# [Passage to read]
===

Wednesday, February 28, 2024

Italia 2023. Days 1-3

 I have been remiss on writing the notes on my current travel to Italy, partly because I arrived too late at Milan five days ago, and by the time I had made it down to Treviglio by train I was completely bushed. I was delighted, however, when I saw my friend Monica waiting for me at the station. We met two years ago in Sardinia, and had then parted with the ritualistic formula “Arrivederci”, which this time was true across time and space. Monica lives in the countryside, in a comfortable and spacious modern house that fits very well her artistic nature.


The following morning I took a look at my surroundings and found out that the house is in the middle of a factory complex! This is the business that Monica’s father and uncle established sometime in the 50’s to build mannequins. Yes, all those mannequins you see in the stores have to be made somewhere, and this is it, in the middle of the plains of the Piemonte Milanese. It is an interesting process of sculpture, mold making, extrusion of plastic, painting, polishing, and for an extra charge adding a wig and makeup.

The following day I went to visit Bergamo, which has both a downtown and an uptown. The latter sits atop a lofty hill and was the medieval core of the town during the times of the Repubblica Serenissima de Venezia, when Bergamo, which is a lot closer to the Principality of Milan than to Venice itself, was one of the outposts of the Venetian Republic (which lasted for more than a thousand years) and thus heavily fortified. Several of these ancient buildings are the seat of the different schools of the University of Bergamo.

Lunch was at the Trattoria de Giulianna, a colorful and very popular restaurant where Giulianna herself directs an army of waiters and waitresses to serve an endless stream of guests. Not unlike a cocina económica in Mexico, the menu includes antipasto (for example, fresh salad), first plate (normally pasta), and a second plate (normally meat), water, wine, dessert, and coffee. The plates are very generously served, so there is no danger that the guest will be hungry.

===

# [Given data]
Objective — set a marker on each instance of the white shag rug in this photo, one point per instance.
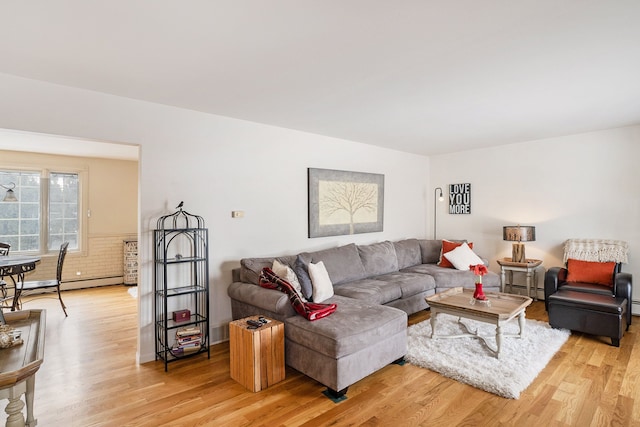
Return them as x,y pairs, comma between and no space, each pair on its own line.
468,359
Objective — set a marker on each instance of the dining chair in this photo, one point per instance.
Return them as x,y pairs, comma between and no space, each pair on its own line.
4,251
42,286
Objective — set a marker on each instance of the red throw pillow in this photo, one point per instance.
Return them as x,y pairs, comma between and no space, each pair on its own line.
448,246
600,273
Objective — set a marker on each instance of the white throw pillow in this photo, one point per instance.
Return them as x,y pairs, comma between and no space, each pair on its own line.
286,273
462,257
322,286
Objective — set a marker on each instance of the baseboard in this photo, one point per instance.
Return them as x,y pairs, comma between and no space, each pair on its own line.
219,334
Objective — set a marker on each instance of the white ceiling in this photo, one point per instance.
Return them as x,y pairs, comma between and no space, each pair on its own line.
423,76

===

# [Set tasks]
[A] Name every item that the lunch menu at the trattoria includes, according to the travel post about Italy.
[B] Answer these questions using the travel post about Italy.
(i) Where and when did the writer first meet Monica?
(ii) Who established the mannequin business, and roughly when?
(iii) What is housed in several of the ancient buildings in Bergamo's uptown?

# [Responses to the tasks]
[A] Antipasto, first plate, second plate, water, wine, dessert, coffee

[B]
(i) In Sardinia, two years ago.
(ii) Monica's father and uncle, sometime in the '50s.
(iii) The seats of the different schools of the University of Bergamo.